**YOUR TASK**
Reproduce the closing run of lines below verbatim, from the line that contains "Practice. For this step, pick out the reflection of trees" up to and including the final line.

Point localization data:
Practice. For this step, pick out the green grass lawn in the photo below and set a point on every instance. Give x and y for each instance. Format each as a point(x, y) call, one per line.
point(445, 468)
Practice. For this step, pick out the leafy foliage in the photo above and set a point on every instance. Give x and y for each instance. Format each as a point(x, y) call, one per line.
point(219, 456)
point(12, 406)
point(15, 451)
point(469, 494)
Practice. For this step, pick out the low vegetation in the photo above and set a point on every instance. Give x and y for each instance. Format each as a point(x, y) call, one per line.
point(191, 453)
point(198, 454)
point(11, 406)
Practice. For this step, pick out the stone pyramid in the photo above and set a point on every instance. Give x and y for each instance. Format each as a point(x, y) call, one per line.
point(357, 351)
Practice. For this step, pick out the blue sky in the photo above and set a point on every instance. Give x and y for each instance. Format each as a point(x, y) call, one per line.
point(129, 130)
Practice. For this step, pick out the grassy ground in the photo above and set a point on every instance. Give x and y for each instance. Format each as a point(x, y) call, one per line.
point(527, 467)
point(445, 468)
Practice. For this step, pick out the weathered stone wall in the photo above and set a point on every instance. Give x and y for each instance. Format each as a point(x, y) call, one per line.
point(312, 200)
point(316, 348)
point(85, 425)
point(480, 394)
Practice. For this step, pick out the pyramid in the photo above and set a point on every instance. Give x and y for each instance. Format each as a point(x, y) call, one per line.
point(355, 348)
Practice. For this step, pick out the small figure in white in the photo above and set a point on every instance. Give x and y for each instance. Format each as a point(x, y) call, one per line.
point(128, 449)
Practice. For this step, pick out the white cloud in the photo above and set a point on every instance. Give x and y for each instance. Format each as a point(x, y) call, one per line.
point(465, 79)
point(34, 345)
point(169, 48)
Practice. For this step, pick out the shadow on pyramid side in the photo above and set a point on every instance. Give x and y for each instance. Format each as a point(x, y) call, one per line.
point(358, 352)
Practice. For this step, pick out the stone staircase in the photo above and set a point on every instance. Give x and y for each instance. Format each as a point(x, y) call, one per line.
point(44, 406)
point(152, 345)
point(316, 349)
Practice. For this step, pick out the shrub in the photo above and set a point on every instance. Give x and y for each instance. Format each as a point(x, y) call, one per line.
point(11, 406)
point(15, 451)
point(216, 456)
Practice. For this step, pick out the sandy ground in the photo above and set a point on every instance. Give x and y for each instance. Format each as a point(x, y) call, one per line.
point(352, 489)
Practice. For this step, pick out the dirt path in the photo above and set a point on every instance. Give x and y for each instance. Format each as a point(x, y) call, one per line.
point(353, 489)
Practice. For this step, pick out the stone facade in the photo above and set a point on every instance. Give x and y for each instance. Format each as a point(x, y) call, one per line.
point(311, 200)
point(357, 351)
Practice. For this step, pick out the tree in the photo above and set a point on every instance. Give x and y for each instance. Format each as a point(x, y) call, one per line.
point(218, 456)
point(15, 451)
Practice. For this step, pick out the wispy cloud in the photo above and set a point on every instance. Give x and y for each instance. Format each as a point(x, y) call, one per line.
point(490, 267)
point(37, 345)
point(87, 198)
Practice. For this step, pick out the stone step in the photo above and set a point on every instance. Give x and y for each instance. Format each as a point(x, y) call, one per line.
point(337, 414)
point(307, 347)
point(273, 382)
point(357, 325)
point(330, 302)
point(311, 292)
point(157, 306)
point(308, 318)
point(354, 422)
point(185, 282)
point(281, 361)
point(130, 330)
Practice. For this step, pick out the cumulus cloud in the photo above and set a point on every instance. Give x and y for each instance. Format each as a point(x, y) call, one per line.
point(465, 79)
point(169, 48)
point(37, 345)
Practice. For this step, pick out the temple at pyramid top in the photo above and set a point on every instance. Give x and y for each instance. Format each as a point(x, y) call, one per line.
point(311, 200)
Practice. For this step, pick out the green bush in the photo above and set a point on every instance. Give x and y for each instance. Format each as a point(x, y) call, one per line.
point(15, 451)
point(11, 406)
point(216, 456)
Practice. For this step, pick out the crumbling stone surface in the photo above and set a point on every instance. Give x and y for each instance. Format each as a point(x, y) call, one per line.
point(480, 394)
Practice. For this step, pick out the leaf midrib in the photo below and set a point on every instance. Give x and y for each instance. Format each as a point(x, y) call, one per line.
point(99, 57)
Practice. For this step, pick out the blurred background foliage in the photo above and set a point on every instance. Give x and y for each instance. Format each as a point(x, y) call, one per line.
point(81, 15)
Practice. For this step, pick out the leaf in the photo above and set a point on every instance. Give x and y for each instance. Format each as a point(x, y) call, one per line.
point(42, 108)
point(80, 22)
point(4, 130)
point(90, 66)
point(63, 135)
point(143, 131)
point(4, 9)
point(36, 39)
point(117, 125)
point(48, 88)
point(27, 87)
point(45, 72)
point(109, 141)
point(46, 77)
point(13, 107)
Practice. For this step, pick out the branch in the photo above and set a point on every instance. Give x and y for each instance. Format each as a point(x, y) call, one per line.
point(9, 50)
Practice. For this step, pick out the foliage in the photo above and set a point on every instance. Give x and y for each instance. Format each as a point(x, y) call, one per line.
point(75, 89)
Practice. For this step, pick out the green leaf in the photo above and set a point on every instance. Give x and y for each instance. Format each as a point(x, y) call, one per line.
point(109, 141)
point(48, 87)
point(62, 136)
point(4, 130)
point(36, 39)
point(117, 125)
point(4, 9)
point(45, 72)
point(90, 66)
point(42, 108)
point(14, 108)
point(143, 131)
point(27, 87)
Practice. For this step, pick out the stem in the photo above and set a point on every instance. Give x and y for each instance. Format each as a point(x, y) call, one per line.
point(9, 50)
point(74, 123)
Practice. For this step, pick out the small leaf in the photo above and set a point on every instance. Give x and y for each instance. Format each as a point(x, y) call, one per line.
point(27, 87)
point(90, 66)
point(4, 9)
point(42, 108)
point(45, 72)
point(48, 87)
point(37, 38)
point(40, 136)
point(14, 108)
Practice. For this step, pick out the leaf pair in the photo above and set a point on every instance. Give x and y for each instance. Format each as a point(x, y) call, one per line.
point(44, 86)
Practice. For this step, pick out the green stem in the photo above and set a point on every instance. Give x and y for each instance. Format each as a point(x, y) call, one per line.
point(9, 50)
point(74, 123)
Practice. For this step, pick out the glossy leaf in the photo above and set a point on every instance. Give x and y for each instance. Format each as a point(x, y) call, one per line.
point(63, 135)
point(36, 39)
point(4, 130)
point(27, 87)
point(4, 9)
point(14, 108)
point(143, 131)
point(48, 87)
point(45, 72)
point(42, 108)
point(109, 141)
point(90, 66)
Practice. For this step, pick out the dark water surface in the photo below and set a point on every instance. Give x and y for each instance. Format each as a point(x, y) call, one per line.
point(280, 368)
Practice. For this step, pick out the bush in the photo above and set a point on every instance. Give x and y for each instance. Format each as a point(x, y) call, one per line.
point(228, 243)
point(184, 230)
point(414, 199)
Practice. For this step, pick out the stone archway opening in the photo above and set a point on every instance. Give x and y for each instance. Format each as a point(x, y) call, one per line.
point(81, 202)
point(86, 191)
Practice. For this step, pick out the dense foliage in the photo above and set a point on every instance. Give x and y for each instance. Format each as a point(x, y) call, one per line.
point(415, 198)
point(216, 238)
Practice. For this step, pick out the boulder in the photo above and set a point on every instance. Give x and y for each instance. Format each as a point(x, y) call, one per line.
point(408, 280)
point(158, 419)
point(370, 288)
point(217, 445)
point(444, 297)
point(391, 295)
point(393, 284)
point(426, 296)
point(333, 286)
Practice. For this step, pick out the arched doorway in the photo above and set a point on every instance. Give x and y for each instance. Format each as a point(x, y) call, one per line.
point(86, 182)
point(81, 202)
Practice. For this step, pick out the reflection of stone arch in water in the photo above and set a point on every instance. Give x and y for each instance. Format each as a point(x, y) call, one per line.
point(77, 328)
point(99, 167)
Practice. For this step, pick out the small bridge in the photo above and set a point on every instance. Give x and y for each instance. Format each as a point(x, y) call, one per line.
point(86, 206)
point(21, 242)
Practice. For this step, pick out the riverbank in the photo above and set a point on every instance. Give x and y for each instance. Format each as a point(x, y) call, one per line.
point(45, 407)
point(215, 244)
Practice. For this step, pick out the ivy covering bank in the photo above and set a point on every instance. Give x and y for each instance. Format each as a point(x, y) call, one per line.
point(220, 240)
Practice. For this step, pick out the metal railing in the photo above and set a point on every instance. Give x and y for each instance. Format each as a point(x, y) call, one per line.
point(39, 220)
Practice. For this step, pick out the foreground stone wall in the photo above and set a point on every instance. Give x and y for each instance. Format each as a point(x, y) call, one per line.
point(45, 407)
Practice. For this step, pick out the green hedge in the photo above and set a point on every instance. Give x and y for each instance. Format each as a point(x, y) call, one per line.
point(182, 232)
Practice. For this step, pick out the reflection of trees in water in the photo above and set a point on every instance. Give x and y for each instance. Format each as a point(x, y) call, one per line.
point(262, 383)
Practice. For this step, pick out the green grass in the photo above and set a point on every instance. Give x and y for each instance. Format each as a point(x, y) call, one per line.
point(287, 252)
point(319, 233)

**YOUR SOLUTION**
Practice. For this step, pick out the reflection of trees in water in the photo above and set a point on every instance. Give x and y for each instance. Format each as a point(x, y) call, one per line.
point(262, 383)
Practice. For this step, pick out the green grass in the photo above and set a point on every instance. Give x and y for each instance. Format each as a point(x, y) call, one per line.
point(287, 252)
point(319, 233)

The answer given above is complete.